START EXCERPTED TEXT

© [2016] — mBoox

Working from Home

Chapter 9

Selling Information

This is not a chapter about current headlines, but about the value of information and how it is transacted on the Internet.

When people first began to discover the Internet, they were excited to have a platform where they could show off a bit. The very spirit of the Internet was in sharing; indeed that is how it began. People were quick to jump aboard and share everything they knew. From recipes for fruitcake to how-to’s for fixing your clothes dryer, the information was there. Search engines evolved to handle this dearth of content, and as they did so, the concept of selling information began.

Google is free, but the advertising you see at the side of the page is not; at least not to those who paid to put it there. That presence is so pervasive, however, that some people actually believe that Google owns the Internet.

Quite to the contrary. You own your content and there are laws to protect that fact.

Obviously, though, this presented a new problem. With the tremendous flow of information comes the question of indeed, who does own it? How can it be harnessed and sold? How can it be licensed?

Companies such as Adobe are early adopters of the concept of cloud computing. In essence, they have migrated away from selling their digital software (a/k/a information) on DVD in a neatly boxed package, to only allowing sale, or rather rental, through their cloud-based servers. A subscriber pays a monthly fee and in return has the use of what was tens of thousands of dollars of software. While it certainly did not make huge digital design companies happy, it put a new career into the hands of young men in Somalia who literally are sitting on the floor of a grass hut with a beat-up laptop in their hands. This calls into question the matter of ethics. Was it ethical for Adobe to benefit from the professional requirements of established tradespeople to an extent that they made these highly regarded tools affordable to those who would never have otherwise been able to compete?

This brings to conversation the question of whether anyone, large company or small, owes it to society to maintain professions? Is the publishing industry owed the respect of being left in the darker ages so that those who work within it might preserve their skills and trade? Does Legal Zoom owe it to attorneys to not sell DIY will kits and incorporations? It is a moral question, but one that consumers are answering. We live in a society of entitlement and consumers want the most control over their own lives they can possibly have.

Therefore, they want to buy information.

You may be surprised what people are willing to pay to find out. You may be even more surprised at what information is readily available for simple sharing.

Is information a product you have to offer? What sort of personal or professional experience has value to others? This changes all the time. Twenty years ago few people cared how to build a website; in fact many resented the introduction of acme.com’s website listing in their television advertising. The word, “Internet” was spat out by angry consumers who equated it with downtown peep shows and graffiti. True, some of the baser desires of consumers popped up there first; generally because it was a lawless arena to reach a great many people.

END EXCERPTED TEXT

QUESTIONS ON THE MATERIAL:
• 1. Answer these questions using the excerpt on selling information:
(a) Which company does it name as an early adopter of cloud computing?
(b) Which company does it ask about selling DIY will kits and incorporations?
(c) How many years ago, according to it, did few people care how to build a website?
• 2. Write out the part of the excerpt on selling information from the words "Google is free, but" up to and including the words "protect that fact.".

START PROVIDED DATA

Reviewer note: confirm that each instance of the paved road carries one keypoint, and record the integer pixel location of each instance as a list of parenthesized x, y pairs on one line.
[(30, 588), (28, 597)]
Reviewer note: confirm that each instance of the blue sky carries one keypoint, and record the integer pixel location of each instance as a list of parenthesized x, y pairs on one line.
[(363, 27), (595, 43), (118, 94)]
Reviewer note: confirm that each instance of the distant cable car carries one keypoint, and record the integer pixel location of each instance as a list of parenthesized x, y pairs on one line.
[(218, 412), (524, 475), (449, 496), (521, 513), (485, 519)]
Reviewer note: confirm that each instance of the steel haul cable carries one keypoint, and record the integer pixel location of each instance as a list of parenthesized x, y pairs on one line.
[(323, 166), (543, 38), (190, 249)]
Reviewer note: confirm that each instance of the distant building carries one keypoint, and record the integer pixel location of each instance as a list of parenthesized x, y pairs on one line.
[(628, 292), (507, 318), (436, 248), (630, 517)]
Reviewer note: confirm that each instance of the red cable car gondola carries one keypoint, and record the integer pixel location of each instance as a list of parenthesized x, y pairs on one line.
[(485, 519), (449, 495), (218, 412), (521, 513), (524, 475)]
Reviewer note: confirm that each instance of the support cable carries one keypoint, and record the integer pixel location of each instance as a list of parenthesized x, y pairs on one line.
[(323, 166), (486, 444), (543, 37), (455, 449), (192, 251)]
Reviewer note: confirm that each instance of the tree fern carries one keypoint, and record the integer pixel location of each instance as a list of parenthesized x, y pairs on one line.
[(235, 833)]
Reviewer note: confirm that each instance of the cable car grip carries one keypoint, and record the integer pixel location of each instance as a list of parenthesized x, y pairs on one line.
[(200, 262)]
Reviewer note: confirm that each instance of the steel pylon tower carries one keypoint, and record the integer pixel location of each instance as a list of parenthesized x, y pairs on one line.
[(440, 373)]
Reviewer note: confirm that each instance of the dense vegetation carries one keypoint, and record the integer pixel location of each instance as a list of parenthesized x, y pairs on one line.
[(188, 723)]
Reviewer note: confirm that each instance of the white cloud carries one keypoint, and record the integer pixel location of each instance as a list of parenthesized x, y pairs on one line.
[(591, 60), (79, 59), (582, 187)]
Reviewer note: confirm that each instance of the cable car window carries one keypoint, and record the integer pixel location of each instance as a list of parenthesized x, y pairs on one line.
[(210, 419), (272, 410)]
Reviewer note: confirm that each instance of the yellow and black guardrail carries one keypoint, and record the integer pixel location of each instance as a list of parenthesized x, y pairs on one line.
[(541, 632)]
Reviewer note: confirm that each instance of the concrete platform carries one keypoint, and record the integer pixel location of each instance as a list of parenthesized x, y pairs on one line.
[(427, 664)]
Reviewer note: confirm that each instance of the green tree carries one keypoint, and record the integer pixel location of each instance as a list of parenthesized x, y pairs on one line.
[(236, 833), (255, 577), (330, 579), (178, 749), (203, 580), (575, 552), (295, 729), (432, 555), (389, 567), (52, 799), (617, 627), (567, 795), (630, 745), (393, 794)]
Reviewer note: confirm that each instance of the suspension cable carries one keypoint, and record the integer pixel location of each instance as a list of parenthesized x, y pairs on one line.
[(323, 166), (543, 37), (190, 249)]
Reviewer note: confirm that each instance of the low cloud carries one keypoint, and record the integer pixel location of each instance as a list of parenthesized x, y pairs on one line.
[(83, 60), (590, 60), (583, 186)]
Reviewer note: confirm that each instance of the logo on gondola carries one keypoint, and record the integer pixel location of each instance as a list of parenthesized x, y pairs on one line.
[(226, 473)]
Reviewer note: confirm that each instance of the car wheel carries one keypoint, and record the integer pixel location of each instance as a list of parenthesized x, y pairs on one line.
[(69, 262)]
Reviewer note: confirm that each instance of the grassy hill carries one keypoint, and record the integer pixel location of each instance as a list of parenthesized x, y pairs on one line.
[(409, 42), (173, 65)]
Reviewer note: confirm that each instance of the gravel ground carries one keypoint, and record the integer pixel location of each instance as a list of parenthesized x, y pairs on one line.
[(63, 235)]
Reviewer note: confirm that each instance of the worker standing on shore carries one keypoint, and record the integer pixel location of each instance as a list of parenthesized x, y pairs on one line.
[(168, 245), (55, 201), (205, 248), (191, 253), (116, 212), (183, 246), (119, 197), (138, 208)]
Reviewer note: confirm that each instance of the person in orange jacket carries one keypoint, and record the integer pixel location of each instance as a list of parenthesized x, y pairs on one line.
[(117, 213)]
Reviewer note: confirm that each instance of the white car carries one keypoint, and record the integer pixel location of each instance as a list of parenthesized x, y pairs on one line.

END PROVIDED DATA

RESPONSES BY ITEM NUMBER:
• 1.
(a) Adobe
(b) Legal Zoom
(c) Twenty years ago

• 2.
Google is free, but the advertising you see at the side of the page is not; at least not to those who paid to put it there. That presence is so pervasive, however, that some people actually believe that Google owns the Internet.

Quite to the contrary. You own your content and there are laws to protect that fact.